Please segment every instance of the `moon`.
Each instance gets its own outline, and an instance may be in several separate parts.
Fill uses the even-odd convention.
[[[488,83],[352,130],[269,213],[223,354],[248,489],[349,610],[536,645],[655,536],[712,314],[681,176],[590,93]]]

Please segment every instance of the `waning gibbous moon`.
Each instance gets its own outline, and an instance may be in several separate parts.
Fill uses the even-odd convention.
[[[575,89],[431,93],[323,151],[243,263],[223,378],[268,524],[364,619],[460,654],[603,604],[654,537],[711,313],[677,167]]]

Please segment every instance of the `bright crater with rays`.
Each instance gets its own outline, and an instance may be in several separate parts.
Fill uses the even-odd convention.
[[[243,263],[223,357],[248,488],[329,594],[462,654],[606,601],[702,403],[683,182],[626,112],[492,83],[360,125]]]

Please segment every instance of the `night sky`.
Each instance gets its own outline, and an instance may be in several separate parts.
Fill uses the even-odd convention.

□ □ □ □

The task —
Please reproduce every line of the data above verbatim, keeping each character unchanged.

Response to this task —
Please segment every instance of the `moon`.
Each instance gets its own outline, and an instance may be in several separate parts.
Fill uses the even-odd convention.
[[[488,83],[352,130],[269,213],[223,354],[248,489],[349,610],[536,645],[655,536],[712,314],[681,176],[590,93]]]

Please segment every instance of the `waning gibbous moon`.
Each instance gets its own outline, and an instance may be in several separate parts.
Fill uses the even-odd convention.
[[[575,89],[431,93],[323,151],[243,263],[223,378],[268,524],[364,619],[460,654],[603,604],[654,537],[711,313],[677,167]]]

Please segment every instance of the `bright crater with rays`.
Each instance gets its own outline, and an instance may be in several separate parts.
Fill uses the even-odd convention.
[[[243,263],[223,357],[248,488],[329,594],[462,654],[606,601],[702,403],[683,182],[626,112],[492,83],[360,125]]]

Please segment every instance of the `night sky`.
Each instance gets its own outline, and an instance may be in several separate parts.
Fill uses the even-odd convention.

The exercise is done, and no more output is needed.